ASSIGNMENT:
Set down, character for character, everything in the records below from the line holding "Target: village house" down to the line holding "Target: crop field", and no other line.

### DATA EXTRACTS

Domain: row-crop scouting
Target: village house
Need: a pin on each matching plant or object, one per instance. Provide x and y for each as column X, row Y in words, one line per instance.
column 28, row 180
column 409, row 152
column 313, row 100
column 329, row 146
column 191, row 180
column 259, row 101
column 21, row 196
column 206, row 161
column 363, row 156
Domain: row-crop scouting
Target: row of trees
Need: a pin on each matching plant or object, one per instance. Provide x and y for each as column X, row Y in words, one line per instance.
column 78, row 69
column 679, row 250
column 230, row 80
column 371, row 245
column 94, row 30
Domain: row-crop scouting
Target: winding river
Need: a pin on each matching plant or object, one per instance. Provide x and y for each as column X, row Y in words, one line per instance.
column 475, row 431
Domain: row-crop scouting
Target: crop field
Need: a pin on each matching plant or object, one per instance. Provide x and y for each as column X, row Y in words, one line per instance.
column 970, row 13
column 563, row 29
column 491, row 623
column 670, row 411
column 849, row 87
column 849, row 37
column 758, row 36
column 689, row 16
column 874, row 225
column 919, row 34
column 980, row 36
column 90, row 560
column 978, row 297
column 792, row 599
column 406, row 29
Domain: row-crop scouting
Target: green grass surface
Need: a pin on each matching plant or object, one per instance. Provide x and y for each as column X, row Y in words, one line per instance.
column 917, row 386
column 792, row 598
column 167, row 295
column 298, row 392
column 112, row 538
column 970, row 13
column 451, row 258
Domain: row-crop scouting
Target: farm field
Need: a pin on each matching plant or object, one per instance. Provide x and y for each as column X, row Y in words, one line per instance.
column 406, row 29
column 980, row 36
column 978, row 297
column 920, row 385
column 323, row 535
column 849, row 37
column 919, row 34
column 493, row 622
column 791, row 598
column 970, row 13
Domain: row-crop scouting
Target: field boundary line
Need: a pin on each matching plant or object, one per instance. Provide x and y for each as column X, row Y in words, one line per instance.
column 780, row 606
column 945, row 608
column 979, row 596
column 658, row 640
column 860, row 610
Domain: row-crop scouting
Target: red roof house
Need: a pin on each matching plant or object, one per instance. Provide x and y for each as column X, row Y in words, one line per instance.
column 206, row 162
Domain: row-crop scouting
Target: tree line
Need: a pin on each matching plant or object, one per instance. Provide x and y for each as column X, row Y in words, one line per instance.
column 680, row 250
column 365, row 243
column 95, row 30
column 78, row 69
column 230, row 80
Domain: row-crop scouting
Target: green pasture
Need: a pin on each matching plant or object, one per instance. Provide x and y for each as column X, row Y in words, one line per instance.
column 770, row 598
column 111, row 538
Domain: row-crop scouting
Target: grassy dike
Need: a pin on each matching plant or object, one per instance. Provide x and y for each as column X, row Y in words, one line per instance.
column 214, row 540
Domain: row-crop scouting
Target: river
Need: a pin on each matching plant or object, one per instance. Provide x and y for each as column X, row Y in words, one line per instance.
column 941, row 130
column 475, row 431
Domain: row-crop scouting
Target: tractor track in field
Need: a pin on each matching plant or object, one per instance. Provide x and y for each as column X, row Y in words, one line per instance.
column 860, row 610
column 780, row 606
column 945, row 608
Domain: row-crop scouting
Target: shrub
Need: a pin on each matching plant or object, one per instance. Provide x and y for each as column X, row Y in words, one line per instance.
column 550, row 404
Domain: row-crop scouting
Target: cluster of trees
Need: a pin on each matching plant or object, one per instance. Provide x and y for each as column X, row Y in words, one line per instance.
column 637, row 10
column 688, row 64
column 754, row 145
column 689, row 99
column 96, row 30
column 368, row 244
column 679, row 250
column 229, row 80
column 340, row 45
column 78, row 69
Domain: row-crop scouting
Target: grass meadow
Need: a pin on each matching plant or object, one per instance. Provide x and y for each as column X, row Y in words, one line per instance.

######

ANSWER AREA:
Target: village house
Need: a pin on each matching plant or object, one per instance. Provide x and y for each as column X, row Y in words, one line per instance.
column 28, row 180
column 409, row 152
column 313, row 100
column 329, row 146
column 191, row 180
column 259, row 101
column 21, row 196
column 206, row 161
column 363, row 156
Domain: row-crop scouting
Target: row of trees
Need: a pin on each matching plant or object, one per instance. Provide x and y for each as column X, row Y in words, one line per instance.
column 78, row 69
column 679, row 250
column 230, row 80
column 371, row 245
column 94, row 30
Domain: row-crop scouting
Target: winding river
Need: a pin on each matching plant or object, one per instance. Provide x and y for each as column X, row Y in words, one line per instance.
column 475, row 431
Domain: row-crop scouting
Target: crop field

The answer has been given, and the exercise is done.